> DIRECTIONS
The required output is the line with "refrigerator in the photo above." and each line that follows it to the end of the entries below, copied exactly and with nothing added.

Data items
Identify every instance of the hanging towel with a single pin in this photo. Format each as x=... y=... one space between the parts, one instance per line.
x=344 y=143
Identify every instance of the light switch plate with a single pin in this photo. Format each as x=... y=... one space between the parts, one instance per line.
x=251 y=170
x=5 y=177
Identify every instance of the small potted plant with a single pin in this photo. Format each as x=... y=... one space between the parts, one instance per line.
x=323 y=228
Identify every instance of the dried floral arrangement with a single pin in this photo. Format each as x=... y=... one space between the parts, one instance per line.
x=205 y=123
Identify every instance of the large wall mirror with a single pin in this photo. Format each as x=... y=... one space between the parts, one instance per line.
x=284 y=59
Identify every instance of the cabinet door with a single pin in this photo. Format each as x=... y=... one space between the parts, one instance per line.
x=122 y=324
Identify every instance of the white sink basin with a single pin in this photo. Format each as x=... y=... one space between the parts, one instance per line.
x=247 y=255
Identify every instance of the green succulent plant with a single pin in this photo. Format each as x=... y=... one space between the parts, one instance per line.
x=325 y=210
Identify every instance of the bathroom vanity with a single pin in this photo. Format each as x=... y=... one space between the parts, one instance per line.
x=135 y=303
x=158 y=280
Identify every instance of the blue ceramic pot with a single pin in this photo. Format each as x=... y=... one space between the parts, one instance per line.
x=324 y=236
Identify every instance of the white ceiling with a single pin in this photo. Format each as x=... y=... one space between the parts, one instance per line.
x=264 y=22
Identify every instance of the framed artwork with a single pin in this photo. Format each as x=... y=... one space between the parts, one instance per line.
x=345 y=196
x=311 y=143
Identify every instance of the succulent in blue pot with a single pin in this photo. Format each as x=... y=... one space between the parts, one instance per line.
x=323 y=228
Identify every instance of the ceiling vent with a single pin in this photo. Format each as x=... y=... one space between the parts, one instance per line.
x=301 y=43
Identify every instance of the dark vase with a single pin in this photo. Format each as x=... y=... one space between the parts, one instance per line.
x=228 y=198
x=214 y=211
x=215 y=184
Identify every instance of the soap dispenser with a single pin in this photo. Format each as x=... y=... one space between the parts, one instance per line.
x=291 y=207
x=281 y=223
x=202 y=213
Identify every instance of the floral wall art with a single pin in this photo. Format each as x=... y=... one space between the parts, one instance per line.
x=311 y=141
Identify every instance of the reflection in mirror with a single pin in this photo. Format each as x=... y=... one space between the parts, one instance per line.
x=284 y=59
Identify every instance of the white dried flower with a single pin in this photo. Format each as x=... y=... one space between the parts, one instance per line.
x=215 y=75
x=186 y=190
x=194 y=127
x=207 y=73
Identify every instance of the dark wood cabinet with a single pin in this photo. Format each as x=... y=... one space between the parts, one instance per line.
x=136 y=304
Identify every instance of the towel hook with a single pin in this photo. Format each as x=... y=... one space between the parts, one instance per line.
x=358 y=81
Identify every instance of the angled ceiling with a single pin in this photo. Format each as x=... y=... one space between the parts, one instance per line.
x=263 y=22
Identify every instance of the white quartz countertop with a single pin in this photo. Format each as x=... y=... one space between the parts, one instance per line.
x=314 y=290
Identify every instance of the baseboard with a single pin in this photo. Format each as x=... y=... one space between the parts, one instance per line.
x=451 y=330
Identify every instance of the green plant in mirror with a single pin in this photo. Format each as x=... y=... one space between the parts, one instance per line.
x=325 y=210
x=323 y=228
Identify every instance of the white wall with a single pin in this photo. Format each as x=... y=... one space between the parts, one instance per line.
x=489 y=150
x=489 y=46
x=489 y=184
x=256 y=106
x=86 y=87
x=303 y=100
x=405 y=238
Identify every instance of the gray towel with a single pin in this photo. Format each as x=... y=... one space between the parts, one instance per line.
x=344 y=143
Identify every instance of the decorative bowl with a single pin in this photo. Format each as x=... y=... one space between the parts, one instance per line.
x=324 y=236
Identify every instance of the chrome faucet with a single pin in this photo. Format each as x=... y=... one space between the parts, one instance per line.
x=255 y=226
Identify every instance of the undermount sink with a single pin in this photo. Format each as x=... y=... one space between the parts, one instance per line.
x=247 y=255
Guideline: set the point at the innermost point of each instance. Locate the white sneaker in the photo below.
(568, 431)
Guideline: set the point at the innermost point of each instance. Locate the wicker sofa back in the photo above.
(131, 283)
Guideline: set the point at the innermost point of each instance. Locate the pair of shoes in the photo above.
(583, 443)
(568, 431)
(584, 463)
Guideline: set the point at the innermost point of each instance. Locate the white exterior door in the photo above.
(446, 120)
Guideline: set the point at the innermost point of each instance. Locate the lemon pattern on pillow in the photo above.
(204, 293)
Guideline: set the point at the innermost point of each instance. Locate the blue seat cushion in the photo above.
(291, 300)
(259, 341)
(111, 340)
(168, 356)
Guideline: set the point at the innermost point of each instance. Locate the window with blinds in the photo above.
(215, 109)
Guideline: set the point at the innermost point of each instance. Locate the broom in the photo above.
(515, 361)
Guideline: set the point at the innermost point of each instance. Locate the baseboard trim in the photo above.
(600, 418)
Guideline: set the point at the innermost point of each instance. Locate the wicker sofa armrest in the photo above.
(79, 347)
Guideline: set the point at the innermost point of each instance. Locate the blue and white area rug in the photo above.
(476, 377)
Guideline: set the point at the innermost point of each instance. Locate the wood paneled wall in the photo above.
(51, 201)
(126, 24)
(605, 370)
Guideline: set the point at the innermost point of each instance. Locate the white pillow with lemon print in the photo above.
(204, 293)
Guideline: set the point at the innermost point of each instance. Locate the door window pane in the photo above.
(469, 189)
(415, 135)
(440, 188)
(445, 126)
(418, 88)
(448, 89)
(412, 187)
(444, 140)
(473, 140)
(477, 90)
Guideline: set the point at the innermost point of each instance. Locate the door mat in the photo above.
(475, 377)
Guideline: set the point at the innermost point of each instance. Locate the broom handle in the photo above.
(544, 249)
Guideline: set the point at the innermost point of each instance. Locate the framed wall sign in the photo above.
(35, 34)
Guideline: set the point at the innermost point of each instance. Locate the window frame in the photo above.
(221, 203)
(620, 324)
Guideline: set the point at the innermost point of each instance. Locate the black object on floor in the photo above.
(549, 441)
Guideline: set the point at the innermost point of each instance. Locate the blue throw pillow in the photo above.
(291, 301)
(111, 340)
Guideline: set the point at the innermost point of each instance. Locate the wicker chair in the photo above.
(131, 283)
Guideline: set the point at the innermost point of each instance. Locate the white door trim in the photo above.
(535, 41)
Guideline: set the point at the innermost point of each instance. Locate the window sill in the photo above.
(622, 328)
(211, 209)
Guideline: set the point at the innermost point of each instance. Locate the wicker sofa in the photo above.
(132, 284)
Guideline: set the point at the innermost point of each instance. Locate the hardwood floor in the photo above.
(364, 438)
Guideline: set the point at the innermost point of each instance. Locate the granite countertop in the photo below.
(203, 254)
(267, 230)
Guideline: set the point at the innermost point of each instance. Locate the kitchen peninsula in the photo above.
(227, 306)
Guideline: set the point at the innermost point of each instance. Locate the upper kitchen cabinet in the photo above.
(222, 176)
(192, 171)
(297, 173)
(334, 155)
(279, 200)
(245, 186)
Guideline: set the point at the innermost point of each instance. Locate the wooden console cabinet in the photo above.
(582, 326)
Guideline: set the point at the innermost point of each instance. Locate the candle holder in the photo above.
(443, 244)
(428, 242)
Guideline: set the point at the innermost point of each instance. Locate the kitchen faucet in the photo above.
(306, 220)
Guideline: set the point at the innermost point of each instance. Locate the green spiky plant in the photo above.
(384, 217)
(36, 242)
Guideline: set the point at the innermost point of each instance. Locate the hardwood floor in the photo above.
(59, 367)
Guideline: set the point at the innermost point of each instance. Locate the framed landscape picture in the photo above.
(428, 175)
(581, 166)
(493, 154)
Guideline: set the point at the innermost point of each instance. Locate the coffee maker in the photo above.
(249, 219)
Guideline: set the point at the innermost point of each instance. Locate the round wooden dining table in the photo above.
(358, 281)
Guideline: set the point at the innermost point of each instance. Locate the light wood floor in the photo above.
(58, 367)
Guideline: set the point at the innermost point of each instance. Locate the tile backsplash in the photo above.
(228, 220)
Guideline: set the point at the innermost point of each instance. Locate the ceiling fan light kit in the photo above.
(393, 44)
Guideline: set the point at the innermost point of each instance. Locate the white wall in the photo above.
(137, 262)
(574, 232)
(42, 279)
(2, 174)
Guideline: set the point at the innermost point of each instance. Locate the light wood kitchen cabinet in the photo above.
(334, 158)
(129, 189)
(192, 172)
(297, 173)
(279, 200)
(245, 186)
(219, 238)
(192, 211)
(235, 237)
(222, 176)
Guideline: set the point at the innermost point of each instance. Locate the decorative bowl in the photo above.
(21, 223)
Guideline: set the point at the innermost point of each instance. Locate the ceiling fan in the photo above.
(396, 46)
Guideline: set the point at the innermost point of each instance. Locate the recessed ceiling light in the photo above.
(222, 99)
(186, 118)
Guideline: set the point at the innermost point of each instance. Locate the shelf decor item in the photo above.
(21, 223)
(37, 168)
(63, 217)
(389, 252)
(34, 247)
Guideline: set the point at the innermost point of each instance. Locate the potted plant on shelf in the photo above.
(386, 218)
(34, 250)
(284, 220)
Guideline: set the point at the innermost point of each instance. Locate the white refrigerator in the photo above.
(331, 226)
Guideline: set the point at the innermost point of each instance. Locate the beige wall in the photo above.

> RESPONSE TO THE EXERCISE
Guideline: set the point at the innermost point of each instance. Locate the white refrigerator in the photo above.
(331, 226)
Guideline: set the point at the innermost point of each instance. Locate the beige wall in the photo above.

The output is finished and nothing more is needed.